### TASK DESCRIPTION
The complete listing should be copied out exactly.
════════════════
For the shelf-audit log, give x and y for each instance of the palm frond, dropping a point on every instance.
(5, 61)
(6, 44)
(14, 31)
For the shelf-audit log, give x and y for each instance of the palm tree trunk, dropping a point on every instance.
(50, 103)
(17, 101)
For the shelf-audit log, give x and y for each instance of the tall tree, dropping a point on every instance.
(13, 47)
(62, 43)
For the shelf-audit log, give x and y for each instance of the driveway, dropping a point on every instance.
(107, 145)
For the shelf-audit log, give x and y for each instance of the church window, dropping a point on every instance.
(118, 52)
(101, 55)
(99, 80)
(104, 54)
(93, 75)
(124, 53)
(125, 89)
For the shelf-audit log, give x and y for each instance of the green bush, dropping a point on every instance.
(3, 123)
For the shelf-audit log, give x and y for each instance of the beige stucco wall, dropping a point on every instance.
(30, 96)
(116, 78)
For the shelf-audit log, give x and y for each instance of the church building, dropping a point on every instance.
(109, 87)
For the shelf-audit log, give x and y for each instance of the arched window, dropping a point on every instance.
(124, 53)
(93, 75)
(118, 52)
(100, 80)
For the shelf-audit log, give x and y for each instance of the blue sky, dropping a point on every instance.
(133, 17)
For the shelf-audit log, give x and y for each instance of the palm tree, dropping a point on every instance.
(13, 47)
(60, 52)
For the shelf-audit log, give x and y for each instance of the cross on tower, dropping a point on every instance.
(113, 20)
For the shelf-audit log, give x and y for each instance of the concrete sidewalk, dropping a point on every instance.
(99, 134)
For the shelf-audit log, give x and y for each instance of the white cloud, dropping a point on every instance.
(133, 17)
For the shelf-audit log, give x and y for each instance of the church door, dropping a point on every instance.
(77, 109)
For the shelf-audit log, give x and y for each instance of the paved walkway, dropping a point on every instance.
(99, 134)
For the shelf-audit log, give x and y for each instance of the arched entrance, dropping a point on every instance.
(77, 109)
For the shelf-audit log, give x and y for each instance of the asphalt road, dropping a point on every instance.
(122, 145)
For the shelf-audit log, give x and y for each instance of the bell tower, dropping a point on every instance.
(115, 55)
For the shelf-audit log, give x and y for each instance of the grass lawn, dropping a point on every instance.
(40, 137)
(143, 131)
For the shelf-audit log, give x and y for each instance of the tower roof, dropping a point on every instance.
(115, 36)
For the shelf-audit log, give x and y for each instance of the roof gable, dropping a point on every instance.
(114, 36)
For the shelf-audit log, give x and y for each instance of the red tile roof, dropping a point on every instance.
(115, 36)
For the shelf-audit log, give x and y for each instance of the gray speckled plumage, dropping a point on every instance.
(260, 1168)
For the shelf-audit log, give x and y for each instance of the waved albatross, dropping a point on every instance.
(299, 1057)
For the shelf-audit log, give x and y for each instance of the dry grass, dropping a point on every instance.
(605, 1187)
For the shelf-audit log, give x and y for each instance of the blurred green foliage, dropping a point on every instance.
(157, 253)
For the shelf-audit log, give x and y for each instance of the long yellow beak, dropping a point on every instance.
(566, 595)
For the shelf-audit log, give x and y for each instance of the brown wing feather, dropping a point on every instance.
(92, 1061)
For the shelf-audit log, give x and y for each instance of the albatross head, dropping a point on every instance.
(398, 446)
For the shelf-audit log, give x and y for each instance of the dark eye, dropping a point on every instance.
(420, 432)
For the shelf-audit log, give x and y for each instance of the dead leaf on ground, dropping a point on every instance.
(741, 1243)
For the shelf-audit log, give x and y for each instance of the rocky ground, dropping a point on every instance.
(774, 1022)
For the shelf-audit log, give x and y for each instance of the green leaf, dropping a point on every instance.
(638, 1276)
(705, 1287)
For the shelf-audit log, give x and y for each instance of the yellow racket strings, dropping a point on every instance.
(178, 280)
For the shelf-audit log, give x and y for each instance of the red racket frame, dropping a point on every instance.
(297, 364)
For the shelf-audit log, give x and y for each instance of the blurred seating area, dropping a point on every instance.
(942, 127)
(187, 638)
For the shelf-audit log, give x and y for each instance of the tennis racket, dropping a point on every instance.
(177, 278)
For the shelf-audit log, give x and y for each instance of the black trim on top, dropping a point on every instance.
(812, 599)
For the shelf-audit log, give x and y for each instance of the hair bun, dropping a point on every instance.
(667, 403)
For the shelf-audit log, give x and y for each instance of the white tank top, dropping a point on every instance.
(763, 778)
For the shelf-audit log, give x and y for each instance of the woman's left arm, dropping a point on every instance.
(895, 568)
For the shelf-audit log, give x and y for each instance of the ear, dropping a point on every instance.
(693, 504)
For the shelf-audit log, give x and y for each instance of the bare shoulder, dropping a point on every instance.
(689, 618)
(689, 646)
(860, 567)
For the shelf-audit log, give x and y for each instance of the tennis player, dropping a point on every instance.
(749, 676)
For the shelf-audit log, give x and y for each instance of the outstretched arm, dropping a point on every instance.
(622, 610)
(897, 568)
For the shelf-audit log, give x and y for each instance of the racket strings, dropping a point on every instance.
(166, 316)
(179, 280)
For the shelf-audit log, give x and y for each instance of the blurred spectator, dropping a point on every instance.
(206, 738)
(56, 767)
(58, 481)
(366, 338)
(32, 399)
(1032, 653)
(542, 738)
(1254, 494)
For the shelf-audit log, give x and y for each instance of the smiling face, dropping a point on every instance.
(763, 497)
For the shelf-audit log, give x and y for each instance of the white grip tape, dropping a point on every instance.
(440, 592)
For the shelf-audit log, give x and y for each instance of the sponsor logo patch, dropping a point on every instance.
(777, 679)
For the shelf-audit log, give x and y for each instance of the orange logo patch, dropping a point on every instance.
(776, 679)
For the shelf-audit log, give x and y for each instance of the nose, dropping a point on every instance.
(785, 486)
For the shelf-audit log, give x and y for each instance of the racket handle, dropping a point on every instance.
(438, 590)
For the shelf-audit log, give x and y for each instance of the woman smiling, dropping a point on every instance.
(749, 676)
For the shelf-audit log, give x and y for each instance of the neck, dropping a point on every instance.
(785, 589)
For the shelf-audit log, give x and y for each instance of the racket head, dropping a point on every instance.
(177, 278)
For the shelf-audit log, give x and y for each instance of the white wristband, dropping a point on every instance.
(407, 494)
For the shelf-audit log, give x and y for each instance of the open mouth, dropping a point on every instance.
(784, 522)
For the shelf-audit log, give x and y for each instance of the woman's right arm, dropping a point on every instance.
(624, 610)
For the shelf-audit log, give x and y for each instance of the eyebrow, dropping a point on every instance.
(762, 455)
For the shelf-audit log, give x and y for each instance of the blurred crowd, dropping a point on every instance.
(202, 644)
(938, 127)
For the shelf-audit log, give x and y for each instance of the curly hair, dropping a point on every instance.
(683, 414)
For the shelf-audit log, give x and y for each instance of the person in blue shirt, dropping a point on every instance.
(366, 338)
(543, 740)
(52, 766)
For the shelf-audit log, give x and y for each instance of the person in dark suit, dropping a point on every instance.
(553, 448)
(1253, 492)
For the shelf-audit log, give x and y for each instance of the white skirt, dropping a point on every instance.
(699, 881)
════════════════
### TASK RESPONSE
For the shelf-audit log, give x and y for each instance of the palm frond, dropping a point on every instance.
(5, 61)
(6, 44)
(14, 31)
For the shelf-audit log, give x and y for each instance of the palm tree trunk, dropping a point on every instance.
(50, 103)
(17, 101)
For the shelf-audit log, give x and y for each instance of the tall tree, dropping a point on every instance.
(13, 47)
(62, 43)
For the shelf-audit log, give x and y for each instance of the driveway, dropping a point on every instance.
(107, 145)
For the shelf-audit log, give x and y for each instance of the church window, dropping a point on every instance.
(118, 52)
(101, 55)
(99, 80)
(104, 54)
(93, 75)
(124, 53)
(125, 89)
For the shelf-audit log, give x and y for each instance of the green bush, dropping a point on every instance.
(3, 123)
For the shelf-audit log, give x and y for each instance of the beige stucco wall, dropping a point on every instance.
(30, 96)
(116, 78)
For the shelf-audit log, give x and y for each instance of the church building, dropping a point on every instance.
(109, 87)
For the shelf-audit log, give x and y for each instance of the arched window, dropping a point on every instance.
(124, 53)
(93, 75)
(118, 52)
(100, 80)
For the shelf-audit log, give x and y for each instance of the blue sky, dropping a point on every instance.
(133, 17)
For the shelf-audit log, give x and y for each instance of the palm tree, dropping a point on every instance.
(13, 47)
(60, 52)
For the shelf-audit log, give x and y for each instance of the cross on tower, dropping a point on every instance.
(113, 20)
For the shelf-audit log, give x and y for each instance of the concrete sidewalk, dropping a point on every instance.
(99, 134)
For the shelf-audit log, give x and y for each instance of the white cloud, dropping a point on every instance.
(133, 17)
For the shelf-audit log, give x and y for each instance of the church door, dropping a point on every instance.
(77, 109)
For the shelf-audit log, give x and y for each instance of the paved walkway, dropping a point on every instance.
(99, 134)
For the shelf-audit log, give x and y for each instance of the arched entrance, dropping a point on every instance.
(77, 109)
For the shelf-audit log, give x and y for each instance of the asphalt road, dropping a point on every instance.
(122, 145)
For the shelf-audit log, give x and y for each instance of the bell tower, dropping a point on every instance.
(115, 55)
For the shelf-audit log, give x and y for each instance of the grass lawn, dropping a point on every instance.
(40, 137)
(143, 131)
For the shelf-audit log, give x and y for each instance of the tower roof, dropping a point on every instance.
(115, 36)
For the shelf-audit log, give x and y for each instance of the roof gable, dropping a point on every instance.
(114, 36)
For the shelf-audit log, give x and y for each instance of the red tile roof, dropping a point on every instance.
(115, 36)
For the shelf-audit log, give x and y for each instance of the gray speckled plumage, dropping a point on every instance.
(260, 1168)
For the shelf-audit log, give x and y for each instance of the waved albatross, dropping a point on every instance.
(299, 1057)
For the shelf-audit log, give x and y for each instance of the dry grass, dropping a point on every instance.
(605, 1187)
For the shelf-audit log, give x and y for each instance of the blurred green foliage, dropping a point on every instance.
(157, 253)
For the shelf-audit log, give x and y for each instance of the long yellow beak, dropping a point on every instance.
(566, 595)
For the shelf-audit log, give x and y for each instance of the brown wing feather, dropping a point on every instance.
(92, 1061)
For the shelf-audit log, give x and y for each instance of the albatross head, dropping a point on every instance.
(398, 446)
For the shelf-audit log, give x and y for each instance of the dark eye, dropping a point on every instance.
(420, 432)
For the shelf-audit log, give x and y for each instance of the dead leaf on ground, dropping a point on every instance.
(741, 1243)
For the shelf-audit log, give x and y for each instance of the rocky ground, dropping a point on every instance.
(774, 1022)
For the shelf-audit log, give x and y for each instance of the green leaf, dropping a point on every instance.
(638, 1276)
(705, 1287)
For the shelf-audit log, give x and y for each instance of the yellow racket strings, dropping a point on every instance.
(178, 280)
For the shelf-audit log, give x and y for each instance of the red racket frame, dropping a point on every instance.
(297, 364)
For the shelf-audit log, give x and y for each instance of the blurred seating area, dropping a point on every instance.
(942, 127)
(187, 638)
For the shelf-audit log, give x and y for each instance of the tennis racket, dropping a point on every instance.
(177, 278)
For the shelf-audit log, give x and y for each instance of the black trim on top, dropping a point on every instance.
(812, 599)
For the shelf-audit log, give x and y for each instance of the hair bun, dropping a point on every instance.
(667, 403)
For the shelf-audit log, give x and y for each instance of the white tank top, dropping a point on every instance.
(763, 778)
For the shelf-audit log, give x and y for each instance of the woman's left arm, dropping a point on every instance.
(895, 568)
For the shelf-audit log, give x and y for each instance of the ear, dropping a point on every instance.
(693, 504)
For the shelf-audit log, give x and y for each instance of the bare shoulder, dropping a point on every instance.
(689, 618)
(689, 646)
(860, 567)
For the shelf-audit log, give x and y for each instance of the tennis player, dropping a point on every instance.
(749, 676)
For the shelf-audit log, give x and y for each instance of the outstretched arm, dropping a point on every instance.
(622, 610)
(897, 568)
For the shelf-audit log, give x and y for each instance of the racket strings, dropping a point on every instance.
(166, 316)
(179, 280)
For the shelf-audit log, give x and y for each instance of the blurred spectator, dropping a point on every instance.
(206, 738)
(56, 767)
(58, 481)
(366, 338)
(32, 399)
(1032, 653)
(542, 738)
(1254, 494)
For the shelf-audit log, give x and y for each instance of the smiling face, dropping a point on every instance.
(763, 497)
For the shelf-audit log, give x and y for each instance of the white grip tape, dropping a point on every instance.
(440, 592)
For the shelf-audit log, give x and y for each instance of the sponsor logo patch, dropping a point on every instance.
(777, 679)
For the shelf-audit log, give x and y for each instance of the orange logo patch, dropping a point on every instance.
(776, 679)
For the shelf-audit log, give x and y for each instance of the nose, dropping a point on every instance.
(785, 486)
For the shelf-audit log, give x and y for each instance of the racket handle, dropping a point on every instance.
(438, 590)
For the shelf-audit log, give x and y for each instance of the woman smiling, dropping a point on every instance.
(749, 676)
For the shelf-audit log, give x and y for each instance of the neck, dropping a point on every instance.
(785, 589)
For the shelf-audit log, give x and y for each instance of the racket head, dropping a point on every instance.
(177, 278)
For the shelf-audit log, give x and y for each instance of the white wristband, dropping a point on every instance.
(407, 494)
For the shelf-audit log, give x and y for each instance of the open mouth, dropping a point on every instance.
(784, 522)
For the shelf-audit log, give x and y for each instance of the woman's right arm, dropping a point on every instance.
(624, 610)
For the shelf-audit log, give x and y for each instance of the eyebrow, dropping a point on every instance.
(762, 455)
For the shelf-audit log, give x and y for each instance of the blurred crowd, dropping a point on every instance.
(202, 644)
(938, 127)
For the shelf-audit log, give x and y for each instance of the curly hair, dropping a point on every instance.
(683, 414)
For the shelf-audit log, give x and y for each instance of the person in blue shirt, dropping a point on every instance.
(366, 338)
(543, 740)
(52, 766)
For the shelf-audit log, give x and y for each instance of the person in dark suit, dropping a point on every instance.
(553, 448)
(1253, 492)
For the shelf-audit log, give x and y for each instance of the white skirt, dropping a point on every instance.
(699, 881)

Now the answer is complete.